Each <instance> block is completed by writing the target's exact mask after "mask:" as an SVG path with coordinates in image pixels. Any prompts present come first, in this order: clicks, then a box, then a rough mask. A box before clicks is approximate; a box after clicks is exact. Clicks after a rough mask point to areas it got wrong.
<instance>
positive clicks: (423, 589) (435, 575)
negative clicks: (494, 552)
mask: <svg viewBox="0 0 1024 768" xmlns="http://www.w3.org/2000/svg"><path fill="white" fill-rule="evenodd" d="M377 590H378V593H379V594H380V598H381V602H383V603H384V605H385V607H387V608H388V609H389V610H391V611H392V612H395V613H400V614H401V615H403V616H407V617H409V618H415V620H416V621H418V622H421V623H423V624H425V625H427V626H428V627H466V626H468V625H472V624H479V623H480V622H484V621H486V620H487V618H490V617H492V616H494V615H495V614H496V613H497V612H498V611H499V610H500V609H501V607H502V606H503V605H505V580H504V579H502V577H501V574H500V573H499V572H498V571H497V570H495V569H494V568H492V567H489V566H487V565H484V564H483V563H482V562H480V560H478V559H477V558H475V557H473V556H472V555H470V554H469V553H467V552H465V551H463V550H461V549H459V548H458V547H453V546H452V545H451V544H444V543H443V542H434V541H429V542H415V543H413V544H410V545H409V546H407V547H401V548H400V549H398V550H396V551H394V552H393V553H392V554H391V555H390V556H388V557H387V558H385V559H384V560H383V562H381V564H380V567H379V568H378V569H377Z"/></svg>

============

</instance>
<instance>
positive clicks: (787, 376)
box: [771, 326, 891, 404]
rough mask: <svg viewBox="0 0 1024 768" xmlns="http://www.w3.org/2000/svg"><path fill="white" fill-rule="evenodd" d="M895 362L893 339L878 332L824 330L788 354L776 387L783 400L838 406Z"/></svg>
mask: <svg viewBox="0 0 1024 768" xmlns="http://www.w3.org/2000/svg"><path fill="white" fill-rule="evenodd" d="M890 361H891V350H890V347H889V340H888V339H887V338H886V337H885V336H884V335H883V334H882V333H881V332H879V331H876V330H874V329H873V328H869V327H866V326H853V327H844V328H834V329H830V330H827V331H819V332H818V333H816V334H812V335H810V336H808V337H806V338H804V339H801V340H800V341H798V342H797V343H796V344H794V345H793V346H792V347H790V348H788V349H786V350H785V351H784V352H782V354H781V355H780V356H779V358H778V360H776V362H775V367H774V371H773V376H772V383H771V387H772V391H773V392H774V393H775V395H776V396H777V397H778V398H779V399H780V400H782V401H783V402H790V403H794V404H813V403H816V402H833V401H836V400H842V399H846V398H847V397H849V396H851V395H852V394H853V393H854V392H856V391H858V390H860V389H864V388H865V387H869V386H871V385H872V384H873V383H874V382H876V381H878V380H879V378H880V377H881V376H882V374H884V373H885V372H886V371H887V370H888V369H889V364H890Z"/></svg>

============

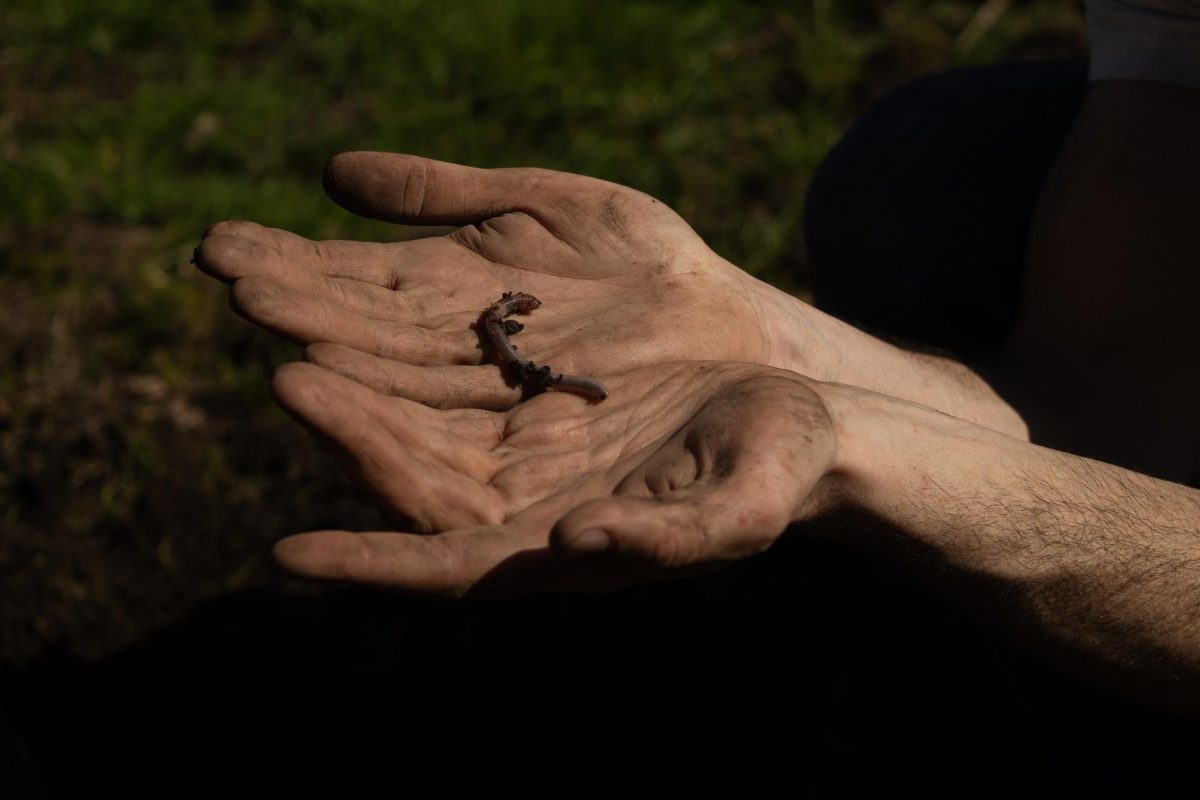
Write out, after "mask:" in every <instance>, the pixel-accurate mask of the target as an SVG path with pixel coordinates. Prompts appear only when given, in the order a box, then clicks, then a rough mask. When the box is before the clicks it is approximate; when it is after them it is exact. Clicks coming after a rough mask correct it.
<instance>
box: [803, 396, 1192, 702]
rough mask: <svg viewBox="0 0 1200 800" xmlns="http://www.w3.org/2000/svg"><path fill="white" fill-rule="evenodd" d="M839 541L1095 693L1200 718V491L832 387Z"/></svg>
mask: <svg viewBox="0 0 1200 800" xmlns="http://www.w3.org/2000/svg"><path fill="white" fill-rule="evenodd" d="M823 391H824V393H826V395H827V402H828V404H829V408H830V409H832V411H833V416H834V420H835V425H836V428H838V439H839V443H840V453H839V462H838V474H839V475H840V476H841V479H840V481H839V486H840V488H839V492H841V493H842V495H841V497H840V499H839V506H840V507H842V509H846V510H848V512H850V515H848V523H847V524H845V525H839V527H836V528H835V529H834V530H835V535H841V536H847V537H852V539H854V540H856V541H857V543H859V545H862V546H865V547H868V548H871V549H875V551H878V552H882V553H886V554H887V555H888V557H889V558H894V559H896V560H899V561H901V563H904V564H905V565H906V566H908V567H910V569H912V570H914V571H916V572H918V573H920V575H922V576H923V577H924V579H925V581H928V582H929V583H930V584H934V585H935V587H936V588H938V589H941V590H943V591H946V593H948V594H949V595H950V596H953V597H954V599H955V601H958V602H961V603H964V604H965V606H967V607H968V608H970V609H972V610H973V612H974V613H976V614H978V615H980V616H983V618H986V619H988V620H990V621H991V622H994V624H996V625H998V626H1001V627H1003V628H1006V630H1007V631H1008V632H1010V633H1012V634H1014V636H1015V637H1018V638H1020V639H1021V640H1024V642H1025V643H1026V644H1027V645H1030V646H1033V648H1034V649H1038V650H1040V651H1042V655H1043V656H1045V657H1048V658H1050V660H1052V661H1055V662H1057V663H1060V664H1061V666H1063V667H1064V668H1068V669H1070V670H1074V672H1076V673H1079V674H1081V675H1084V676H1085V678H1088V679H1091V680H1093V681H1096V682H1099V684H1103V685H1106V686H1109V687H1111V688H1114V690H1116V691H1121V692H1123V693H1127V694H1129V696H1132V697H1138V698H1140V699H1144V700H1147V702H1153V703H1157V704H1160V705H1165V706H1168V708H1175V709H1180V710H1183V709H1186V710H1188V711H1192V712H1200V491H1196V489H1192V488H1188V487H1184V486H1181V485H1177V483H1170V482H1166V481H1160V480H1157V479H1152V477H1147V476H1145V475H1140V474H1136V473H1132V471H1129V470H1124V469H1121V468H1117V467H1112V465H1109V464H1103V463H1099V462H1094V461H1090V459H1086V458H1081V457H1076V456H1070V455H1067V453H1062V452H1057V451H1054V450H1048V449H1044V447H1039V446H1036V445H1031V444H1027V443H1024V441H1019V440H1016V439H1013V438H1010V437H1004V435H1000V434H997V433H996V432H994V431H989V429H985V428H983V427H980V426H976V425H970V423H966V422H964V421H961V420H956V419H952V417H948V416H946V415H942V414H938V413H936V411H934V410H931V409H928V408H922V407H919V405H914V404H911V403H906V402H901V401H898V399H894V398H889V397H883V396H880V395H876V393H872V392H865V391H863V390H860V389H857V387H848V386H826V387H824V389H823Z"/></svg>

============

TASK OBJECTIVE :: Reproduce the entries word for word, starting with the line containing "Each <instance> block" and going on through the line containing "negative clicks: (494, 552)", with both of those lines included.

OUTPUT ::
Each <instance> block is completed by writing the target's exact mask after "mask:" as an SVG path with coordinates in image pixels. Any prompts present come first, in this order: clicks, then a box, then a rough mask. A box before clicks is approximate; a box after clicks is exact. Clicks after a rough mask point to areas it got wrong.
<instance>
positive clicks: (423, 589) (435, 575)
negative clicks: (494, 552)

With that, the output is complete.